** BEGIN RECORDS SHOWN **

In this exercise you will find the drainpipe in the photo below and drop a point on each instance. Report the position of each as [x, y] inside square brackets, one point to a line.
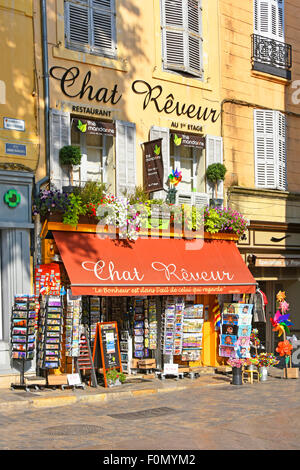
[46, 94]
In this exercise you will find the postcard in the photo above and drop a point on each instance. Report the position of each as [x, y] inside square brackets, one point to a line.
[230, 319]
[228, 340]
[228, 329]
[244, 330]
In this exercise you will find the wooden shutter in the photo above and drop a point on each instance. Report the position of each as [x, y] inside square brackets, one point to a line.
[77, 24]
[214, 154]
[103, 26]
[269, 18]
[182, 43]
[265, 149]
[60, 135]
[164, 134]
[125, 157]
[281, 151]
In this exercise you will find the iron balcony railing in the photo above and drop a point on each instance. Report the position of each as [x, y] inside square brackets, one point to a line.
[271, 52]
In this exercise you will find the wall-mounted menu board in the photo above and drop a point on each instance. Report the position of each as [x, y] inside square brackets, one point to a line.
[106, 352]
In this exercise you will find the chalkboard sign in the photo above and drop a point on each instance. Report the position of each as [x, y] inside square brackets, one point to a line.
[106, 353]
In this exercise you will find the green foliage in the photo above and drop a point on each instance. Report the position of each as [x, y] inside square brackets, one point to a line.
[216, 172]
[70, 155]
[113, 374]
[74, 209]
[93, 192]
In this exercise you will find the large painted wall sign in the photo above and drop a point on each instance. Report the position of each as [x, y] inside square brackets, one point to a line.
[70, 80]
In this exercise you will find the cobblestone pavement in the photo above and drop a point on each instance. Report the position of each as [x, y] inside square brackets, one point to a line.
[259, 416]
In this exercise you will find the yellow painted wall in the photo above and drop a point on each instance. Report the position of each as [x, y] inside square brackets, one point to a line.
[139, 58]
[19, 94]
[239, 82]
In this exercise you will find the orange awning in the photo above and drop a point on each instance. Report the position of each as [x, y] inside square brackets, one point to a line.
[152, 266]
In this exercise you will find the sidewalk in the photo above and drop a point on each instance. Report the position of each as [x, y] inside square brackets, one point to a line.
[13, 400]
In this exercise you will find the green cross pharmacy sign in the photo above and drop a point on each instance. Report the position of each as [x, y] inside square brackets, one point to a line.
[12, 198]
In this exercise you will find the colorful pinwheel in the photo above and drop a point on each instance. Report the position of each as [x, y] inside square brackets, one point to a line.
[284, 348]
[281, 323]
[280, 296]
[175, 177]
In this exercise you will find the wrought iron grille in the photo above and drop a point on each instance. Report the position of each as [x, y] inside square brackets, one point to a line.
[271, 52]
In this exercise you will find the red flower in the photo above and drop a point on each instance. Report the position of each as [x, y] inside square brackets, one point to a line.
[284, 348]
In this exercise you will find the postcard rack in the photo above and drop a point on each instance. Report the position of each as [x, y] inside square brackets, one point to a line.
[23, 336]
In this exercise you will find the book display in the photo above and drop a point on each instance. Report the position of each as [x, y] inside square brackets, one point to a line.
[140, 327]
[192, 333]
[152, 324]
[50, 332]
[23, 327]
[73, 315]
[172, 326]
[235, 331]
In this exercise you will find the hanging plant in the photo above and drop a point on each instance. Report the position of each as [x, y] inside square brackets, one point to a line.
[70, 156]
[215, 173]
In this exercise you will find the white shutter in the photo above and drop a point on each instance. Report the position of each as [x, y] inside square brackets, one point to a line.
[77, 24]
[194, 37]
[164, 134]
[181, 33]
[281, 151]
[125, 157]
[200, 199]
[103, 27]
[60, 135]
[265, 149]
[214, 154]
[269, 18]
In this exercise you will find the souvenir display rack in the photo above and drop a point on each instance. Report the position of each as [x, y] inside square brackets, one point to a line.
[23, 334]
[50, 333]
[126, 351]
[192, 332]
[172, 323]
[235, 330]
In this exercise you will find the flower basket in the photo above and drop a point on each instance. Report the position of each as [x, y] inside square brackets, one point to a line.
[237, 376]
[291, 373]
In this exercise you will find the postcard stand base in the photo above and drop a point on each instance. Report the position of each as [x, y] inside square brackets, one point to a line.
[22, 385]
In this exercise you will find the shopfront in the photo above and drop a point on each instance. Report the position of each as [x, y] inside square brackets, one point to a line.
[161, 292]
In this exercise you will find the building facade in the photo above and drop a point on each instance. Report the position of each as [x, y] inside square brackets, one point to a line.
[260, 129]
[20, 155]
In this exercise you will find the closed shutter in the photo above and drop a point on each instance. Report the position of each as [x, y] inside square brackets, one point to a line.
[60, 135]
[182, 43]
[90, 26]
[270, 149]
[214, 154]
[269, 18]
[281, 133]
[103, 26]
[125, 157]
[77, 25]
[164, 134]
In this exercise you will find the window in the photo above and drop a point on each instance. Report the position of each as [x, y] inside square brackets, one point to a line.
[270, 149]
[181, 36]
[97, 158]
[90, 26]
[269, 18]
[190, 161]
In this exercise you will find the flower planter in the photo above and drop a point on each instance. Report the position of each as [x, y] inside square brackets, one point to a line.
[237, 376]
[263, 374]
[111, 383]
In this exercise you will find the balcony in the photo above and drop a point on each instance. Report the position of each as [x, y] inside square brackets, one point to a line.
[271, 56]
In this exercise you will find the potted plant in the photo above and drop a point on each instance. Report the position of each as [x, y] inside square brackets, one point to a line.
[215, 173]
[237, 365]
[114, 377]
[265, 360]
[70, 156]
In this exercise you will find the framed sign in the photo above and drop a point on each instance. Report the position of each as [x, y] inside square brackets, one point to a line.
[106, 353]
[153, 166]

** END RECORDS SHOWN **

Your task is to repeat the data above exactly while excluding the pictures.

In this exercise you will find the drainpipe in the photo below and drop a point on each instance. Report the position of each as [x, y] inside square brackets, one point to a line.
[46, 94]
In this exercise you will find the postcard in the photo above and drop a point on each instance. Report the position of each as [x, y] inside square brackets, one point to a line.
[230, 319]
[228, 340]
[228, 329]
[244, 330]
In this exercise you will find the wooden shutter in the photo above and drop a point on each instance. Report the position of each as [x, y] inside square brackets, one point to a line.
[77, 24]
[214, 154]
[103, 26]
[269, 18]
[182, 43]
[265, 149]
[60, 135]
[164, 134]
[125, 157]
[281, 151]
In this exercise you will find the iron balcony railing in the photo above and drop a point on each instance. Report the position of each as [x, y] inside square brackets, one point to a line.
[271, 52]
In this exercise you will find the wall-mounted menu board in the photo above and drop a point on each instance. Report the position of each as [x, y] inside square brackets, one point to a line.
[106, 352]
In this exercise you will find the chalkboard sign in the photo above and drop a point on each instance. Report the position of each as [x, y] inside square brackets, one point to a line.
[106, 353]
In this exercise you will find the green foliage in the photo above and drop a point on each instance. Report the position of each as [x, y] inside square brackets, one point to a line.
[216, 172]
[70, 155]
[113, 374]
[74, 209]
[93, 192]
In this exercise you will find the large painted wall sign in the photo above and drop a point on each instance. Report the position of each as [x, y] inside square brackets, one point to a line.
[70, 80]
In this exercise you will find the cobblestone pavement in the photo above and drop a point on each instance. Report the position of each as [x, y] inside square brackets, one point to a line.
[259, 416]
In this exercise you will find the yellow painted wall in the photo above and drop a point on each instance. Report the position of each as [x, y] inside square brackets, one point to a line.
[139, 58]
[19, 94]
[239, 82]
In this exercise you will find the orange awning in the photo above and drop a point on each instance. Report the position of each as [x, y] inside square brackets, one point to a line.
[152, 266]
In this exercise you will find the sidewalk in the photo above and drop a point on each instance. Report the position of each as [x, y] inside square brackets, one point to a line.
[13, 400]
In this exercise you will find the green cross pharmacy sign in the photo above and drop a point on each instance. Report the position of each as [x, y] inside square brackets, one point to a line.
[12, 198]
In this exercise you will find the colorful pinwheel in the photo above and drop a point on each instance. Report the position of each as [x, y] inside square brackets, one point to a line.
[284, 348]
[281, 323]
[280, 296]
[175, 177]
In this exercise you will find the wrought iron grille in the photo above and drop a point on each instance. Report the position of each as [x, y] inside square brackets, one point to a line.
[271, 52]
In this exercise you will find the red flower in the photo above and drop a point on each instance. Report the position of each as [x, y] inside square brackets, one point to a line.
[284, 348]
In this exercise you will find the postcard rack in the photo above and drop a point on each instance. Report the position of each as [x, y] inside square brackets, one point to a line.
[23, 336]
In this exercise you will find the book display in the photo above and drop a point on each instance. Report the position of each as [x, y] inside square brackets, one point to a line.
[140, 327]
[192, 333]
[152, 324]
[50, 332]
[23, 327]
[73, 315]
[172, 326]
[235, 331]
In this exercise you will find the hanging plant in the photo above and drop a point on each instance. Report the position of each as [x, y] inside square brackets, one point to a line.
[70, 156]
[215, 173]
In this exercise you will find the white shutter in the photo above and drop a point on each instance. Report the position of each as [x, y] inside square brackets, one point to a line.
[77, 24]
[194, 37]
[164, 134]
[181, 33]
[281, 151]
[125, 157]
[200, 199]
[103, 27]
[60, 135]
[265, 149]
[214, 154]
[269, 18]
In this exercise you will find the souvenir display rack in the photo above and drop a point on each instance. Report the position of each as [x, y] inside square brackets, one point to a line.
[23, 334]
[50, 333]
[126, 351]
[192, 332]
[172, 323]
[235, 330]
In this exercise you will find the flower basket in the photo above and drop a point on each instance. Report the position of each as [x, y] inside square brackets, one point to a line.
[237, 376]
[291, 373]
In this exercise you will find the postcard stand base in the photo above and drop a point on each instance. Report the position of each as [x, y] inside square brackets, one point to a line.
[22, 385]
In this exercise you will find the shopfront in the photo above and drop a point on each instance. Report the position of each as [x, y] inside square brackets, one point to a line.
[161, 292]
In this exercise you will find the building facade in the photo above and drop a point on each instance. Report the position of each as [x, y] inside square brackets, one point to a line.
[260, 129]
[20, 155]
In this exercise you will find the closed shutter in the photo above and drop a point on each instance. Report the position of each as [x, y] inside square brackets, one point to a line.
[60, 135]
[182, 43]
[90, 26]
[270, 149]
[214, 154]
[269, 18]
[281, 133]
[103, 26]
[125, 157]
[77, 25]
[164, 134]
In this exercise you will find the window in the photo above and drop a point on each instance. Report the position of each as [x, y] inside square brackets, one point to a line.
[270, 149]
[181, 36]
[97, 158]
[90, 26]
[269, 18]
[190, 161]
In this exercise you will find the flower planter in the photo above and drop a point on each instance. Report the position of each as [x, y] inside square brackets, one point to a line.
[237, 376]
[263, 374]
[111, 383]
In this exercise you will find the balcony in the photo above and drop a point on each instance. Report the position of each as [x, y] inside square brackets, one point to a line.
[271, 56]
In this exercise you will find the potted plant in the photo above and drop a point on each instance. Report the position of each as [x, y] inside square brackets, one point to a line.
[215, 173]
[237, 365]
[114, 377]
[265, 360]
[70, 156]
In this exercise you will find the framed sign in the photo above and drop a point on each instance. Report the position of each as [x, y] inside square brackets, one point to a line.
[106, 353]
[153, 166]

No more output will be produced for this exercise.